-- INSTRUCTIONS TO FOLLOW --
List every row below that contains the string "temple", copying each one in full.

[Coordinate annotation entries]
+===+

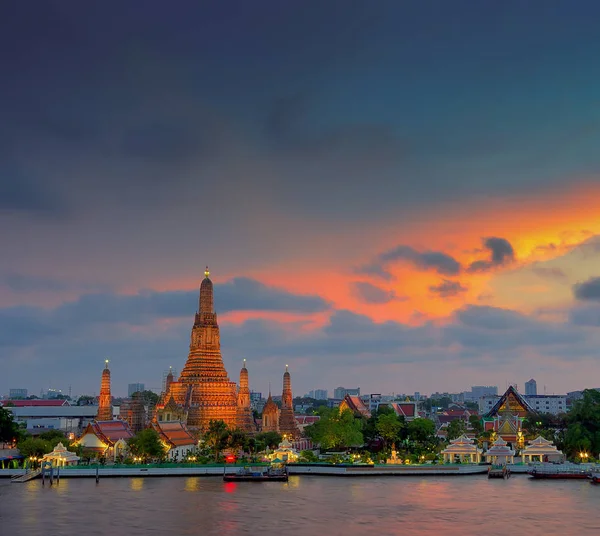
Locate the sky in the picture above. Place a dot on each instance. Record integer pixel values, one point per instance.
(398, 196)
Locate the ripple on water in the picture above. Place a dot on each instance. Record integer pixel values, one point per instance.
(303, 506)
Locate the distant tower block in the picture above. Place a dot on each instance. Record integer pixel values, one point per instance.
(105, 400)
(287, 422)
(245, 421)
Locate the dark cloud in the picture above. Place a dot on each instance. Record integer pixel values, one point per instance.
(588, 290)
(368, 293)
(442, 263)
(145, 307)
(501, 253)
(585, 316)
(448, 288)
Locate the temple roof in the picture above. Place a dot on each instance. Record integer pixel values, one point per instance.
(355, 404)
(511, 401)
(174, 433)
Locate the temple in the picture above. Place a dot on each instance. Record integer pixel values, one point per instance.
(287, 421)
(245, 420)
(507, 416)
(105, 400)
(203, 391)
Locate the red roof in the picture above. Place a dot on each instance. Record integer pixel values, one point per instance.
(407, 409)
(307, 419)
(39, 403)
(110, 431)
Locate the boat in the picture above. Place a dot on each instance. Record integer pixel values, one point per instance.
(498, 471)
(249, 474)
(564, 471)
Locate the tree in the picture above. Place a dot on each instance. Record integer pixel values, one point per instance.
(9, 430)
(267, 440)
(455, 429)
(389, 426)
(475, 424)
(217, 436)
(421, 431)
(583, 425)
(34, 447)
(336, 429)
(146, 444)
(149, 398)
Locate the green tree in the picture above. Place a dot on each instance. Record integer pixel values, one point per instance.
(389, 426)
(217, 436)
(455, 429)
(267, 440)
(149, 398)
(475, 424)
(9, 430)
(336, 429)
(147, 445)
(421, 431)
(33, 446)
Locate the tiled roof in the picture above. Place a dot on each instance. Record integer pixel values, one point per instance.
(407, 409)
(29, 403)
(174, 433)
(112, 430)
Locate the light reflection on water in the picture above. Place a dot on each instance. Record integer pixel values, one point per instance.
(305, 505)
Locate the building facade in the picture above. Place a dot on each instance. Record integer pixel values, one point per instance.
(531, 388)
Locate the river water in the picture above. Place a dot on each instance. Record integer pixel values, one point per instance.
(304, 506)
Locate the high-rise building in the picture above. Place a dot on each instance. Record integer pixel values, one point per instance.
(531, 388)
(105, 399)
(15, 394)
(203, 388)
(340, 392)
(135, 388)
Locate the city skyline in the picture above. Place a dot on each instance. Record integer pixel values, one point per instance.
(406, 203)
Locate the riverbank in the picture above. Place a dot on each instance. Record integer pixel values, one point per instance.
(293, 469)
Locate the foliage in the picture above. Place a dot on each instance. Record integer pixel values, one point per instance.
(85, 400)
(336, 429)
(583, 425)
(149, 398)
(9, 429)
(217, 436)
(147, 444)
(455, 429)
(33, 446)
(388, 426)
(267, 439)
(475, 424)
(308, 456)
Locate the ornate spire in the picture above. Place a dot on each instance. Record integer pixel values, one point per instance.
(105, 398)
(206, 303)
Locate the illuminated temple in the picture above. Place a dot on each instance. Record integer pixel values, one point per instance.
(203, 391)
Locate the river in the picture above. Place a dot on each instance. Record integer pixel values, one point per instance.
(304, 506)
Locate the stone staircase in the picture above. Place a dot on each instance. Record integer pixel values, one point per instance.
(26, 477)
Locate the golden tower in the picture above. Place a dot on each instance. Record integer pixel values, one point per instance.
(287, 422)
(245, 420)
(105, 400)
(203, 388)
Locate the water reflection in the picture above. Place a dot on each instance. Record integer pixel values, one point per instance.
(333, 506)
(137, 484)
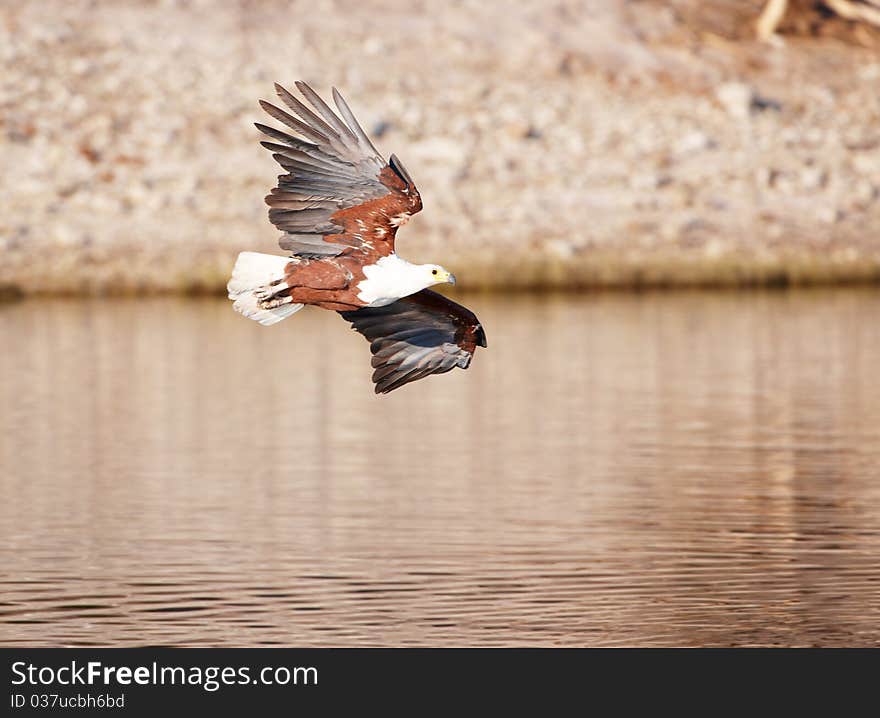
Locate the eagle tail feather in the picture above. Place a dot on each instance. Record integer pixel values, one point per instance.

+===+

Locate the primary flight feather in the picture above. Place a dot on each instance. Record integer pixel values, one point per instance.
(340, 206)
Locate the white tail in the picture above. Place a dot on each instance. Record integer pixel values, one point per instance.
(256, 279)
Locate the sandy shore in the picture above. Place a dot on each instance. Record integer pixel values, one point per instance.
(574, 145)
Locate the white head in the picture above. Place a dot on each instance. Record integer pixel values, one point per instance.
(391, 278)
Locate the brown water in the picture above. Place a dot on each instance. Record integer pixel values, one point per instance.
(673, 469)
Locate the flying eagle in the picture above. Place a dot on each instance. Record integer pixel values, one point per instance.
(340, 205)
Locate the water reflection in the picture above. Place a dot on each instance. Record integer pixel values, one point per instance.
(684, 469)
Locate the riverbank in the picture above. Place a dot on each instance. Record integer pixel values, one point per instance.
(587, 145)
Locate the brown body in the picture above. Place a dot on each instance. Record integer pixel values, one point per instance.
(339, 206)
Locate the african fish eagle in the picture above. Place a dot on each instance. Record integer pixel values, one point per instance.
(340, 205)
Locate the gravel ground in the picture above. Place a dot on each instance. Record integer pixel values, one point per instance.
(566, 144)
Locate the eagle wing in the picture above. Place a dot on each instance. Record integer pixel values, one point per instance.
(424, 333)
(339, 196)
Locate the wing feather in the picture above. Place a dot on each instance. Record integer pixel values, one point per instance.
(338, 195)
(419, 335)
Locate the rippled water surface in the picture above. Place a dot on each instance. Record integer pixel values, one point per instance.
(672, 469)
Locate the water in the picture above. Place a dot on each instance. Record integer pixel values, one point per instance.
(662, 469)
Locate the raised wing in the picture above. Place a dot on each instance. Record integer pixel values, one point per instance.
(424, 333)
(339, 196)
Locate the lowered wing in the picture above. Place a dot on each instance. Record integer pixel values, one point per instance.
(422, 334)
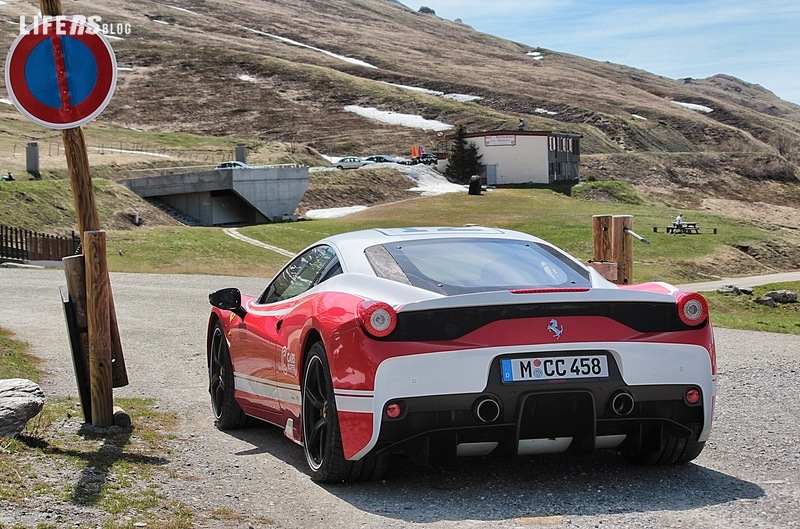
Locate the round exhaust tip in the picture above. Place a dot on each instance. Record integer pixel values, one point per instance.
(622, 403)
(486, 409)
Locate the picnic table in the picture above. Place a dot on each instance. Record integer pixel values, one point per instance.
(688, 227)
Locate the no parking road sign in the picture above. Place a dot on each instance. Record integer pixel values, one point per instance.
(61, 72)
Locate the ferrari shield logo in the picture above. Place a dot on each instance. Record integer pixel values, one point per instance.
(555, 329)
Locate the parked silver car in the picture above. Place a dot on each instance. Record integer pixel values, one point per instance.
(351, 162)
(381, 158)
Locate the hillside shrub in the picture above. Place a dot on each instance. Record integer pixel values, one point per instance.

+===+

-- THE REPLY --
Locate the temple roof in the picture above. Place a dot on each instance. Record integer pixel values, one point per instance.
Locate the temple in the picture above. Place a dot on each instance. Record integer pixel values, one point per instance.
Locate the illuminated temple in the picture above. Place a dot on each instance. Record integer pixel values, one point per instance.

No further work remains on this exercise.